*What the task requires*
Edit the items below so that every "place one dot on each" becomes "mark each one with a single dot", leaving all other wording unchanged.

# Data to use start

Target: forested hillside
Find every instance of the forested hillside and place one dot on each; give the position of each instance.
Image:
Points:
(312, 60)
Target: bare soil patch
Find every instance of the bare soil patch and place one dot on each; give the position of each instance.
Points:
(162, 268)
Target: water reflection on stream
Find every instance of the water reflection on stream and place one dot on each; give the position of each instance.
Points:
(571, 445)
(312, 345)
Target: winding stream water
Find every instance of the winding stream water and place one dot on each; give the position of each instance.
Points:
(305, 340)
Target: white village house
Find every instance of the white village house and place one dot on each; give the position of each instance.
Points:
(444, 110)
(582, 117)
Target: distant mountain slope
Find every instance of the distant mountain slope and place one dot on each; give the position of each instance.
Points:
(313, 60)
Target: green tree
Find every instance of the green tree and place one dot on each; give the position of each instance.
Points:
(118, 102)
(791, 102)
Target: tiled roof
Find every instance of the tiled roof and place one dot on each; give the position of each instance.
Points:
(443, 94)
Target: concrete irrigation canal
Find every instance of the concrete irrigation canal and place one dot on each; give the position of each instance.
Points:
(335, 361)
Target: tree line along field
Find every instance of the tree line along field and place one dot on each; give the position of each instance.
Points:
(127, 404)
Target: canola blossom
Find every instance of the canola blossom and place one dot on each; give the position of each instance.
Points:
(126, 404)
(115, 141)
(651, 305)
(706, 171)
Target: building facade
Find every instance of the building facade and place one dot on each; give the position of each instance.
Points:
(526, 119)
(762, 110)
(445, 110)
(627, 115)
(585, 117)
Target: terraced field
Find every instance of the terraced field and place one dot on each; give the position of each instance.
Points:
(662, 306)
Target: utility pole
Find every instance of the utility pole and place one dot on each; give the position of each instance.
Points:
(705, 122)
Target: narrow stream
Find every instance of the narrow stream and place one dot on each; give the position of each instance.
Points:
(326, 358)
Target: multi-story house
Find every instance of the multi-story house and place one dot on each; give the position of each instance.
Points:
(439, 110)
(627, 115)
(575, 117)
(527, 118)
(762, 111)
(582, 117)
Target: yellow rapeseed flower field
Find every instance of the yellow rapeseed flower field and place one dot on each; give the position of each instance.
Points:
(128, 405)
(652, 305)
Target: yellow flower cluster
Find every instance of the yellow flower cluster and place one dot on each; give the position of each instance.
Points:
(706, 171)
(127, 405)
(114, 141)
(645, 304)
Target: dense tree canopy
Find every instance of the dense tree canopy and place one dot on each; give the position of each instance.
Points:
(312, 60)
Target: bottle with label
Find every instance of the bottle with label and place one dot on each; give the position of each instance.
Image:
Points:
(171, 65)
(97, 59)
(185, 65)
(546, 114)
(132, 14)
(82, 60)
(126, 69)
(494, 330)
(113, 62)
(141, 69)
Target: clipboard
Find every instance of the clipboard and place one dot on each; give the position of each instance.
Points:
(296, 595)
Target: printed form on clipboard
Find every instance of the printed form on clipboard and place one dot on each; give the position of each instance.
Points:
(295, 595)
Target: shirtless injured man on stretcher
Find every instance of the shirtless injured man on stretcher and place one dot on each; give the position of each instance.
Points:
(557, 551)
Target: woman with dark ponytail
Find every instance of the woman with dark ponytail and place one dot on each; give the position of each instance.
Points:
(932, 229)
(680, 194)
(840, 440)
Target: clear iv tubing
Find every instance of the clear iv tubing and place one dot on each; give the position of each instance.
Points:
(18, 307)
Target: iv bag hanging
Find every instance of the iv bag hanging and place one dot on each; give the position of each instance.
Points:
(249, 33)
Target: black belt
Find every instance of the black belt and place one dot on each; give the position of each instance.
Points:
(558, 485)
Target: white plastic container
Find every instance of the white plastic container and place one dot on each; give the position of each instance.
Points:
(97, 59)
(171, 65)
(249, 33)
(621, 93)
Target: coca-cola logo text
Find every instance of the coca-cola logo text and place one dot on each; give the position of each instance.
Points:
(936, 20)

# Data to use end

*Task output*
Target: forested hillside
Find every instance of the forested hillside and mark each one with a single dot; give the position of each instance.
Image:
Points:
(312, 60)
Target: bare soil patch
Find every instance of the bare soil patch and mark each one with a single dot; give the position of each instance.
Points:
(162, 268)
Target: water reflection on stream
Find every instance of the water reflection on stream and mark each one with a single dot; give the position of each instance.
Points:
(571, 445)
(312, 345)
Target: winding stream water
Find every instance of the winding stream water and mark each one with a single dot; give the position of each instance.
Points:
(305, 340)
Target: white village house
Find every instance of the white village house and mark each one with a single dot; give the position of each instance.
Points:
(444, 110)
(582, 117)
Target: distant mountain slope
Find every instance of the distant mountain slope and mark each one with a single dot; give the position of each instance.
Points:
(313, 60)
Target: green tree
Find every instance of the green tree and mark each one with a single dot; give the position of each instance.
Points:
(118, 102)
(791, 102)
Target: tiled roof
Find every instance of the tiled roof and mark each one with a single dot; give the position of each instance.
Points:
(443, 94)
Target: concrete irrigation canal
Find every instance of the concrete irrigation canal and mark each one with a single dot; give the position of each instance.
Points:
(335, 361)
Target: tree line along field
Find every instance of the tree line along field and mark each one with a single dot; give the position of each instance.
Points:
(127, 404)
Target: canola blossom
Find every instance of the canola blossom and mark each one with a single dot; give the position of each instance.
Points:
(126, 404)
(115, 141)
(651, 305)
(706, 171)
Target: building facade
Find every instance of the building facade and mark each one with a single dot; give the position of each instance.
Points:
(526, 119)
(762, 110)
(445, 110)
(627, 115)
(585, 117)
Target: terraced field
Find every instance of the terraced field and mark each one with a single dot; give the position of each instance.
Points:
(662, 306)
Target: utility pole
Find every instance of the utility pole and mark each one with a single dot; give the position of each instance.
Points:
(705, 122)
Target: narrow stream
Find every instance of the narrow stream and mark each one with a single dot; give the position of each instance.
Points:
(326, 358)
Target: multi-story house
Find every instance of the multi-story house and mark each one with a single dot; give the position of each instance.
Points:
(439, 110)
(627, 115)
(575, 117)
(527, 118)
(762, 111)
(582, 117)
Target: yellow rapeseed flower field
Find every instance of the yellow rapeseed flower field and mark each one with a single dot; give the position of each instance.
Points:
(128, 405)
(652, 305)
Target: yellow flower cluster
Find every instance of the yellow flower cluster and mark each one with a single dot; give the position of each instance.
Points:
(706, 171)
(127, 405)
(114, 141)
(645, 304)
Target: dense tree canopy
Find every instance of the dense tree canopy and mark each one with a single dot; give the position of each instance.
Points:
(312, 60)
Target: bottle with label
Find every instance of the bottle with label and mark each one with a single dot; give the position of each instance.
Image:
Points:
(171, 65)
(97, 59)
(185, 65)
(546, 114)
(132, 14)
(82, 60)
(126, 69)
(494, 330)
(113, 62)
(141, 69)
Target: clipboard
Find every instance of the clipboard and mark each one with a single dot; give the position of each instance.
Points:
(296, 595)
Target: printed form on clipboard
Find every instance of the printed form on clipboard and mark each one with a single dot; give the position of each instance.
Points:
(295, 595)
Target: shirtless injured man on stretcher
Find every instance of the shirtless injured man on stretcher and mark each one with a single dot; give the position of each instance.
Points:
(557, 551)
Target: woman with dark ponytail
Find every instance of the woman with dark ponytail and mark each one with a single dot; give the position of each instance.
Points:
(932, 229)
(680, 194)
(840, 440)
Target: clear iv tubing
Find every instance of the clear iv tubing and mark each one with a single dot; give the position of each instance.
Points:
(18, 307)
Target: iv bag hanging
Find every instance of the iv bag hanging and mark each one with a single dot; give the position of each instance.
Points:
(249, 33)
Target: black belt
Find every instance of the black belt and mark each one with a single dot; give the position of each instance.
Points:
(558, 485)
Target: white plastic container
Find every instance of the white plastic container and mark each one with a single dot; give the position of each instance.
Points:
(97, 59)
(171, 65)
(249, 33)
(621, 93)
Target: coca-cola logo text
Find every instance of the coca-cola logo text and mark each one with a single dot; give the position of each instance.
Points:
(936, 20)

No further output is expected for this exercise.